### BLOCO DE TEXTO
Dentro do modelo de desenvolvimento brasileiro — marcado por instabilidade fiscal, orçamentária e política, além da complexidade burocrática — há obras que levam décadas para serem concluídas. O Contorno de Jacaraípe é um desses casos: um investimento que atravessou mais de 30 anos e que, agora, finalmente se aproxima da conclusão – marcada para esse semestre de 2025.
Na origem, a obra foi idealizada pelo ex-prefeito da Serra, João Batista da Motta, e teve início em seu último mandato (1993–1996). Originalmente, ela atendia a uma visão estratégica de Motta, que enxergava Laranjeiras como um ponto de centralidade urbana para o município — por estar localizada em uma posição geográfica intermediária entre a Serra Sede, o Complexo de Tubarão, Vitória e o litoral.
Nesse contexto, a proposta era conectar o arranjo produtivo circunvizinho a Laranjeiras — impulsionado pelo crescimento do Civit II — à região norte do Espírito Santo, por meio de uma via que contornasse o perímetro litorâneo. O objetivo era evitar o estrangulamento do litoral de Jacaraípe, preservando suas características turísticas e paisagísticas. Assim, a nova rodovia surgiria como uma alternativa estratégica à ES-010, de perfil mais doméstico e turístico, e também à BR-101, que acabou isolando Jacaraípe do principal eixo logístico rodoviário do Estado.

### TAREFA
Reescreva o trecho do texto que começa com as palavras "Dentro do modelo" e termina em "semestre de 2025.", substituindo "décadas" por "muitos anos". Use somente o texto como fonte.

### DADOS FORNECIDOS
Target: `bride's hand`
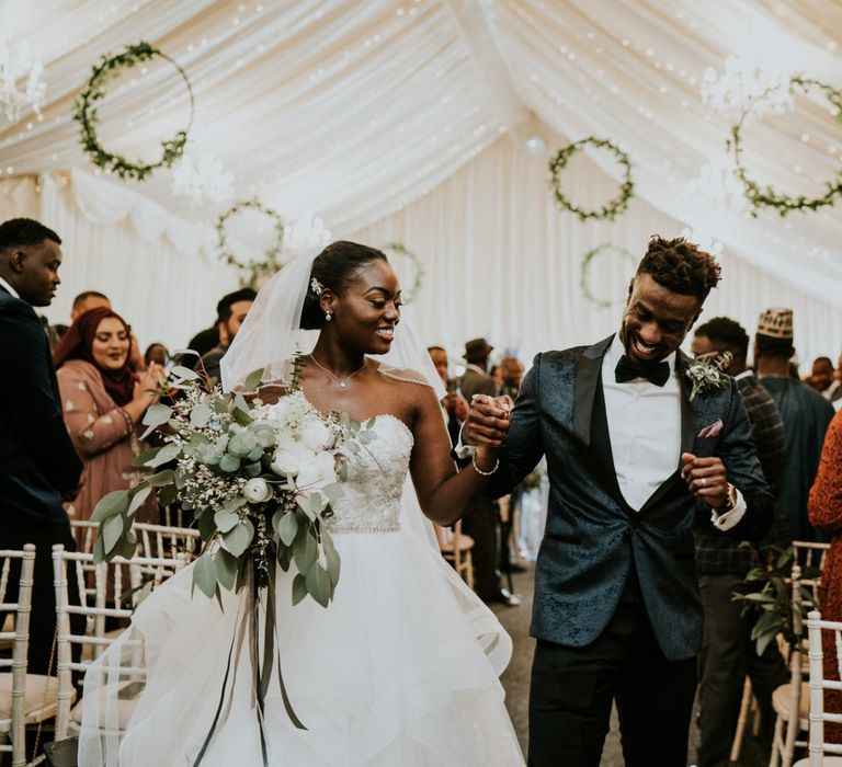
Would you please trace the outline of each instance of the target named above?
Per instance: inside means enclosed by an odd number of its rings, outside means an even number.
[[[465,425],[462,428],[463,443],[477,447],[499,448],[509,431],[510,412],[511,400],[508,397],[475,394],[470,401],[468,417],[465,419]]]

--

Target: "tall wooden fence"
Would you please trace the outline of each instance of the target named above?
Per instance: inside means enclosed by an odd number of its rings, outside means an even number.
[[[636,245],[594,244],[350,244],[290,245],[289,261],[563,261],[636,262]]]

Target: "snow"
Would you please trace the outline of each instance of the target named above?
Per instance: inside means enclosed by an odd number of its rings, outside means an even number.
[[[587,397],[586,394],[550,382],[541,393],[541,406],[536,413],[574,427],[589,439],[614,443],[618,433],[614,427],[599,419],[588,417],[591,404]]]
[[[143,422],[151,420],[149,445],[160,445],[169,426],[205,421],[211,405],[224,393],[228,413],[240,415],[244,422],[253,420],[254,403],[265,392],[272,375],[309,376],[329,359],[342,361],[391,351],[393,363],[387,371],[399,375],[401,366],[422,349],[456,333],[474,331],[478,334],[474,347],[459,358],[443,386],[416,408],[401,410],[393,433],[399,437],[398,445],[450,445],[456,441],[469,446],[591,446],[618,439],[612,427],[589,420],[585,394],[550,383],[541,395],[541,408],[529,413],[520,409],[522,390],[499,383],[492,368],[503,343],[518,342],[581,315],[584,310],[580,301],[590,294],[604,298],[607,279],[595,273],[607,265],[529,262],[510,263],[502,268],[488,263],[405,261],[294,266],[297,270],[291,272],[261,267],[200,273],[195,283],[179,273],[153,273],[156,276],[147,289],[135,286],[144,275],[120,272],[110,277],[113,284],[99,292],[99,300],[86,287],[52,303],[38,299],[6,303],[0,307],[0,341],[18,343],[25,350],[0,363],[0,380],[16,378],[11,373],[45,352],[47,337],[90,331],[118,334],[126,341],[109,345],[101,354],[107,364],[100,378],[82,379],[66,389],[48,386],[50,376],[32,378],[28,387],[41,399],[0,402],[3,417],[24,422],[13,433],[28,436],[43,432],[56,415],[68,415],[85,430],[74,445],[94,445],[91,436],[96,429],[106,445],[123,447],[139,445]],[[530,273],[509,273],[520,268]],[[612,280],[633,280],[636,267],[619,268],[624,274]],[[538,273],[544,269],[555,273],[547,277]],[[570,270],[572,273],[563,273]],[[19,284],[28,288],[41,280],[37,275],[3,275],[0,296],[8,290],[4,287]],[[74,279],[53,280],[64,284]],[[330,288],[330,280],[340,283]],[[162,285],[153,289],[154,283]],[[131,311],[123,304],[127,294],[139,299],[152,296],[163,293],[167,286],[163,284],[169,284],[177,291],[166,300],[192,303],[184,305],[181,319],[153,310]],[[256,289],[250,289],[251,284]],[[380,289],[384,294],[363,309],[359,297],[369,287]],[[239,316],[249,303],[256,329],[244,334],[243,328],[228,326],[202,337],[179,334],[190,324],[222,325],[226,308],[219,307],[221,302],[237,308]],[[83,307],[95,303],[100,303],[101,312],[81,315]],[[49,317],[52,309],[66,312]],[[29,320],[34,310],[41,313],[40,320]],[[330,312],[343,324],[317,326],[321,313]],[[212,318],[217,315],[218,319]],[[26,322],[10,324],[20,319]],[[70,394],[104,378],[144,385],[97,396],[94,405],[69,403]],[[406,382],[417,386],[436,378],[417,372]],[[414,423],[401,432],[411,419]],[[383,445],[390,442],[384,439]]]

### RESPOSTA
Dentro do modelo de desenvolvimento brasileiro — marcado por instabilidade fiscal, orçamentária e política, além da complexidade burocrática — há obras que levam muitos anos para serem concluídas. O Contorno de Jacaraípe é um desses casos: um investimento que atravessou mais de 30 anos e que, agora, finalmente se aproxima da conclusão – marcada para esse semestre de 2025.